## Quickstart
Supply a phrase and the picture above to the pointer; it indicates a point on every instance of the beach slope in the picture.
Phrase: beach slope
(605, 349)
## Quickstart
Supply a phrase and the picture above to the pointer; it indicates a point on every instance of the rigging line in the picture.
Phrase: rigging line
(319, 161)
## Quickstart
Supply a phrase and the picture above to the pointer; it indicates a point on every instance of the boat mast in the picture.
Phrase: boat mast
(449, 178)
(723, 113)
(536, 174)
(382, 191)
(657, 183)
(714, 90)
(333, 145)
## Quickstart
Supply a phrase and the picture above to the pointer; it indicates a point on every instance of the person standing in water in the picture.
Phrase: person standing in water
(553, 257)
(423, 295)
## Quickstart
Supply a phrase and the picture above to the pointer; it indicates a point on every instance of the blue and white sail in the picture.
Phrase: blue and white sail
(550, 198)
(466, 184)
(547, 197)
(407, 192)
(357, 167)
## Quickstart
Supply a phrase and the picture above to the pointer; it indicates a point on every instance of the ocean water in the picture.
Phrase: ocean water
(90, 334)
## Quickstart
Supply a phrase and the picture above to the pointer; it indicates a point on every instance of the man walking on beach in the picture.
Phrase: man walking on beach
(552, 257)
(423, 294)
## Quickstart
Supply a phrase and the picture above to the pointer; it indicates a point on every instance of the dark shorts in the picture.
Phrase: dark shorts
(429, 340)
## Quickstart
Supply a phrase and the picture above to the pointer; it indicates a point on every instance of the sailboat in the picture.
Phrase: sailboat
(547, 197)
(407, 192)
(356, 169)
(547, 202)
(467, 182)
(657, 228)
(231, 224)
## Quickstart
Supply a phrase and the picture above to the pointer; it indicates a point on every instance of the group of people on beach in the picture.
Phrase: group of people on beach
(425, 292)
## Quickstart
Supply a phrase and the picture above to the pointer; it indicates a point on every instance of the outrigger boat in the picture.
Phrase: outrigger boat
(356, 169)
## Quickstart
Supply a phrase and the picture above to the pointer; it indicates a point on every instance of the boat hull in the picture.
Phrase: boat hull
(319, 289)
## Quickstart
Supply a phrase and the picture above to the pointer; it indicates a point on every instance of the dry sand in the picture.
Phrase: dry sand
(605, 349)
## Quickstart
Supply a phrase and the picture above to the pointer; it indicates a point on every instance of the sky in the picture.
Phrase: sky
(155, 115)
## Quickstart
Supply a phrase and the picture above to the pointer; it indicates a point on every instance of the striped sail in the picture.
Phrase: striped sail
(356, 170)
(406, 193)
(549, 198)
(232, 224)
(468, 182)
--------------------
You are asked to transcribe the complete data exactly.

## Quickstart
Supply a phrase and the picture above to the pointer; it indicates a point on every instance of the beach slope in the picture.
Phrase: beach slope
(605, 349)
## Quickstart
Supply a phrase and the picture above to the pointer; it indicates a point on every instance of the rigging line in the picture.
Phrase: rigging line
(319, 161)
## Quickstart
Supply a phrase and the picture above to the pointer; it indicates a point on every instance of the boat mast in the picture.
Phrase: boat mast
(449, 178)
(723, 113)
(536, 174)
(382, 191)
(657, 183)
(714, 90)
(333, 145)
## Quickstart
Supply a phrase and the picture above to the pointer; it indicates a point on every instance of the person standing in water in the picture.
Phrase: person standing in water
(553, 257)
(423, 295)
## Quickstart
Supply a phrase and the picture above to the pointer; it indicates a point on every instance of the blue and white sail in the picture.
Phrase: blue and white sail
(550, 198)
(466, 184)
(547, 197)
(407, 192)
(357, 167)
## Quickstart
Supply a phrase and the picture above to the pointer; it indicates a point on every instance of the ocean water in the picture.
Phrase: ocean water
(90, 334)
## Quickstart
Supply a phrase and the picture above to the pointer; it indicates a point on every instance of the man walking on beach in the picture.
Phrase: man walking on beach
(552, 257)
(423, 294)
## Quickstart
Supply a phrase and the picture above to the pointer; it indicates a point on every instance of the dark shorts in the picture.
Phrase: dark shorts
(429, 340)
## Quickstart
Supply a phrase and the picture above to the pointer; it indicates a point on every instance of the sailboat in the picture.
Phrase: sailboat
(547, 197)
(407, 192)
(356, 169)
(547, 202)
(467, 182)
(657, 228)
(231, 224)
## Quickstart
Supply a phrase and the picture above to the pointer; it indicates a point on every instance of the group of people on beach in the picture.
Phrase: group of people on beach
(425, 292)
## Quickstart
Supply a phrase and the picture above to the pointer; it indicates a point on every instance of the outrigger boat in the picture.
Phrase: outrigger boat
(356, 169)
## Quickstart
Supply a phrase and the picture above to the pointer; it indicates a point on every instance of the boat hull in the picture.
Phrase: boat hull
(319, 289)
## Quickstart
Supply a phrase and the picture above to the pointer; it indicates a point on every instance of the dry sand in the picture.
Phrase: dry sand
(605, 349)
## Quickstart
Supply a phrase and the picture above to the pointer; it indicates a point on every instance of the sky in the picture.
Phrase: sky
(155, 115)
## Quickstart
Supply a phrase and the picture above to the pointer; it indicates a point on every instance of the striped sail in the picture.
Phrase: striped sail
(356, 170)
(406, 193)
(549, 198)
(232, 224)
(468, 182)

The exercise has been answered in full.